Task prompt: For the entries below, report every line that includes the word "each".

Data extracts: Begin

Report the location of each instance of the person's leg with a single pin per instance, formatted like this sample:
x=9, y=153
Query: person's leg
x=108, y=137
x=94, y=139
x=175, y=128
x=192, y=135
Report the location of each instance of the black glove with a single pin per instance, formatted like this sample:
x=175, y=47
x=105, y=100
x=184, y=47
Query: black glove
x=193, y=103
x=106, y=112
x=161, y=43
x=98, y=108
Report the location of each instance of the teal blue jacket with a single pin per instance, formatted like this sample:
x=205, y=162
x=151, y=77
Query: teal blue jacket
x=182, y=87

Data extracts: End
Data extracts: Begin

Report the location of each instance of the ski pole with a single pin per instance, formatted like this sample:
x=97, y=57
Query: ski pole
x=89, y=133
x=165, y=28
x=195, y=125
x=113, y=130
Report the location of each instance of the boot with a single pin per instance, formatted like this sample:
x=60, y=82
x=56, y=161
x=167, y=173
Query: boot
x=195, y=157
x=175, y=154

Data extracts: End

Output for this exercise:
Report the location of each instance of the person's leg with a single pin per instance, formatted like this sample:
Report the location of each instance of the black glove with a single pin per instance, formatted like this sample:
Report the location of each instance of the teal blue jacket with a single pin per instance, formatted like this sample:
Report the location of each instance of the ski pole with a single pin per instance, formatted like this sample:
Report the location of each instance of the boot with a single pin per instance, formatted like this sample:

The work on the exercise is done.